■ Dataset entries
##############################

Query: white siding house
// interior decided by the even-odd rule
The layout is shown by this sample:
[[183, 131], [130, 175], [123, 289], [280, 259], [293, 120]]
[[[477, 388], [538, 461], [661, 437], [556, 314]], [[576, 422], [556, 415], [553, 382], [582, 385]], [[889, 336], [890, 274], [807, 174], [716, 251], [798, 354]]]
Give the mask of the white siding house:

##############################

■ Assignment
Including any blank lines, repeat the data exactly.

■ Your solution
Query: white siding house
// interior decided by the even-odd rule
The layout is shown by this sample:
[[183, 131], [130, 175], [123, 289], [280, 259], [293, 120]]
[[[477, 388], [538, 461], [661, 437], [556, 314]], [[576, 422], [556, 415], [553, 382], [582, 385]], [[889, 336], [890, 274], [807, 174], [716, 251], [798, 354]]]
Give the mask of the white siding house:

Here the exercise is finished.